*ARTICLE*:
━━━━
Phys2Real: Fusing VLM Priors with Interactive Online Adaptation for Uncertainty-Aware Sim-to-Real Manipulation

Imagine you are teaching a robot how to push a heavy, oddly shaped box across a table. You can't just tell the robot, "Push it hard," because if the box is heavy on one side, it might tip over. If it's light, you might push it too hard and send it flying. The robot needs to know the physics of the object: where its weight is concentrated (its center of mass) and how slippery it is.

The problem is, robots usually learn in a perfect video game world (simulation) and then try to do the task in the real world. But the real world is messy, and the robot often gets it wrong because the "game physics" don't match the "real physics."

Phys2Real is a new method that helps the robot bridge this gap. Think of it as a three-step training program that combines guessing, learning, and trusting.

The Three-Step "Phys2Real" Recipe

1. The Digital Twin (Real-to-Sim)

First, the robot needs a perfect digital copy of the object to practice on.

The Analogy: Imagine taking a photo of a real hammer and using magic software to turn it into a 3D video game model that looks exactly like the real thing, down to the texture and shape.
What they did: They used a camera to take pictures of the object and special AI (called Gaussian Splatting) to build a perfect 3D model. This becomes the "training gym" for the robot.

2. The Two-Brain Strategy (The Core Innovation)

This is the clever part. The robot uses two different "brains" to figure out the object's physics, and then it combines them.

Brain A: The Visual Expert (The VLM)
- Who it is: This is a Vision-Language Model (like a super-smart AI that can see and read).
- What it does: Before the robot even touches the object, the AI looks at a picture and says, "Based on how heavy that hammer head looks, I'd guess the center of weight is here. I'm about 80% sure."
- The Metaphor: This is like you looking at a suitcase and guessing, "That looks heavy on the bottom, so I should lift it from the top." It's a good guess, but it's just a guess.
Brain B: The Tactile Learner (The RL Policy)
- Who it is: This is the robot's reinforcement learning brain, trained in the simulation.
- What it does: As the robot starts pushing the object, it feels how the object reacts. If the object tips to the left, the robot learns, "Oh, the weight is actually on the right!"
- The Metaphor: This is like you actually picking up the suitcase and feeling it tilt. You adjust your grip based on what you feel.

3. The "Uncertainty" Mixer (The Fusion)

Here is the magic sauce. The robot doesn't just pick one brain; it listens to both, but it weighs their opinions based on confidence.

The Analogy: Imagine you are trying to find a lost item.
- Brain A (Visual) says: "I think it's in the kitchen, but I'm not 100% sure."
- Brain B (Touch) says: "I haven't felt it yet, so I have no idea where it is."
━━━━
*ENTRIES*:
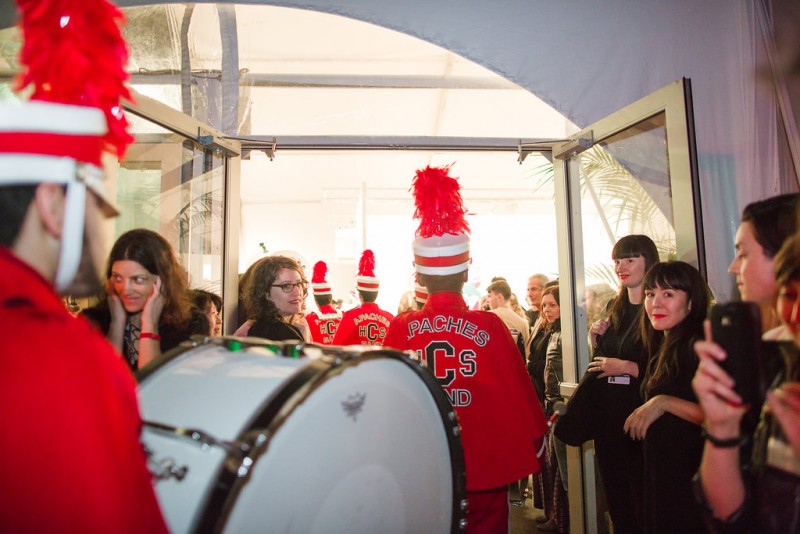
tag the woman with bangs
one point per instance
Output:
(676, 302)
(145, 310)
(617, 352)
━━━━
*STATED EXERCISE*:
Retype everything in the Phys2Real article from "Phys2Real is a" down to "learning, and trusting.", word for word. The material here is separate from the Phys2Real article and has no connection to it.

*SOLUTION FOR THIS PROBLEM*:
Phys2Real is a new method that helps the robot bridge this gap. Think of it as a three-step training program that combines guessing, learning, and trusting.